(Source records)
═══
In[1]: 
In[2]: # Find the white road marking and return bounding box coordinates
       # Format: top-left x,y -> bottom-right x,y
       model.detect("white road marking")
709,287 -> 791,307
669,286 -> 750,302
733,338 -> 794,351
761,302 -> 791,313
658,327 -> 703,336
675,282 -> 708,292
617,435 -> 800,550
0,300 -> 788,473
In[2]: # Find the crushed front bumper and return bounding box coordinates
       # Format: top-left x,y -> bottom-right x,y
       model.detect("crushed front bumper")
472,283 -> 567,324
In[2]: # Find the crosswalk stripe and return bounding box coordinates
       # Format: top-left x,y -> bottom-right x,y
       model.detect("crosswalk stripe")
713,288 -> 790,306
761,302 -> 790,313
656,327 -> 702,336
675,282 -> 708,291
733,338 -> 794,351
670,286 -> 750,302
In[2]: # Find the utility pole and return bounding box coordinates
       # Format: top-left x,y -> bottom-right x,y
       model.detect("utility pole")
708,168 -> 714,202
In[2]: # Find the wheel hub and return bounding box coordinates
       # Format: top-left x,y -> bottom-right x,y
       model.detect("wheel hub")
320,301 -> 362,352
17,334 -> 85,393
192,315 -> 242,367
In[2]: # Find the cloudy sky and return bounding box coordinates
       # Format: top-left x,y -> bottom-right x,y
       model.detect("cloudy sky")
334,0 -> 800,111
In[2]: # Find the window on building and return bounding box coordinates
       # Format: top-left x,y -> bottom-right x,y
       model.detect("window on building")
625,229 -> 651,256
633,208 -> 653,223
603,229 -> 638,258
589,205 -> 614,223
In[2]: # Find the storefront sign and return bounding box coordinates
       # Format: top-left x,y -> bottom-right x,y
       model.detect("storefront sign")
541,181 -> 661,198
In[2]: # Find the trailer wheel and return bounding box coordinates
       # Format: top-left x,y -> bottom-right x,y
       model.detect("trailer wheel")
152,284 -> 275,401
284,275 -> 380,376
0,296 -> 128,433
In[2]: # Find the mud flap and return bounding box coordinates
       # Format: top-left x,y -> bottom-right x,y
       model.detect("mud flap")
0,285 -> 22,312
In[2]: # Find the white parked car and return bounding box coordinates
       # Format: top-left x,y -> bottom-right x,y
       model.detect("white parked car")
═══
» **Description of the task**
Please print, without changes, the part of the listing above that opens with the line containing "In[2]: # Find the window" and closes with the line containing "0,296 -> 128,433", both of those lines included.

» **Task output**
In[2]: # Find the window on building and return bounding box coordinates
       # Format: top-left x,y -> bottom-right x,y
       model.detect("window on building")
625,229 -> 651,256
633,208 -> 653,223
603,229 -> 638,258
589,205 -> 614,223
In[2]: # Find the storefront sign and return bounding box coordinates
       # Format: top-left x,y -> bottom-right x,y
       model.detect("storefront sign")
541,181 -> 661,198
In[2]: # Find the trailer wheel and return bounding box coordinates
       # Format: top-left x,y -> bottom-right x,y
       model.detect("trailer wheel")
152,284 -> 275,401
284,275 -> 380,376
0,296 -> 128,433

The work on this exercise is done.